[Collected data]
──────────

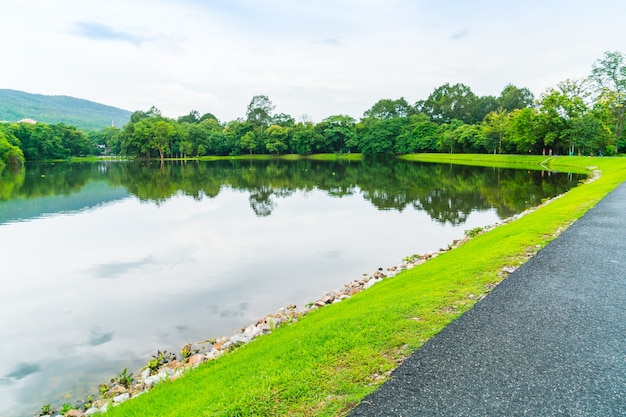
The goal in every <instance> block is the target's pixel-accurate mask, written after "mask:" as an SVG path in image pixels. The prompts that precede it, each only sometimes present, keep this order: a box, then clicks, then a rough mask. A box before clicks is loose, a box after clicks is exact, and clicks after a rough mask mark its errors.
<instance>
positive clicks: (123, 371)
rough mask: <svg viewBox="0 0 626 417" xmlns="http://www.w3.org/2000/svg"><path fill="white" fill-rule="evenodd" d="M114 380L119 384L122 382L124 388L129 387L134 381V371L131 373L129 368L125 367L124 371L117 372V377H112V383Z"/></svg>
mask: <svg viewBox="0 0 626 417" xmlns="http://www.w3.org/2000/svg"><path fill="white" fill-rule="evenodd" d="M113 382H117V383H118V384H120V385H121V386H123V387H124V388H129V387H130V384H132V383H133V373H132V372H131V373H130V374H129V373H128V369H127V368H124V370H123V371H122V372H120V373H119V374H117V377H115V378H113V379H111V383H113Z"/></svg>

──────────

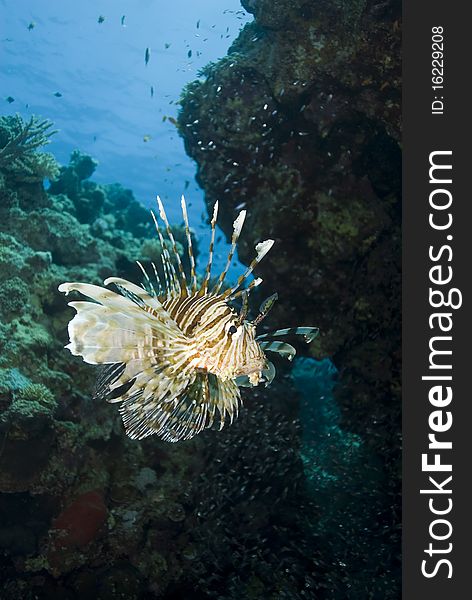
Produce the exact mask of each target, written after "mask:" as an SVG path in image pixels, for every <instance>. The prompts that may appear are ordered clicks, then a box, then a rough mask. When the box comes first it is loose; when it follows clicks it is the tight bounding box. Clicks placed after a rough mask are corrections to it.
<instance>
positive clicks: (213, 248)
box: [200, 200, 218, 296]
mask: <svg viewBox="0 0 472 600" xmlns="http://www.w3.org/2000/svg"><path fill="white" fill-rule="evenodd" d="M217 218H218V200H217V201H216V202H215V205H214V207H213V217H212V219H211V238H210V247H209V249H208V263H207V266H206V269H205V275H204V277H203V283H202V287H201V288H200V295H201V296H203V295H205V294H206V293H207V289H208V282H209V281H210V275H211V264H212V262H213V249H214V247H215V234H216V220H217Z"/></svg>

──────────

AIM OF THE EXERCISE —
Go through the data above and find the lines with the word "positive". Copy each of those lines.

RESPONSE TO THE EXERCISE —
positive clicks: (123, 371)
positive clicks: (213, 248)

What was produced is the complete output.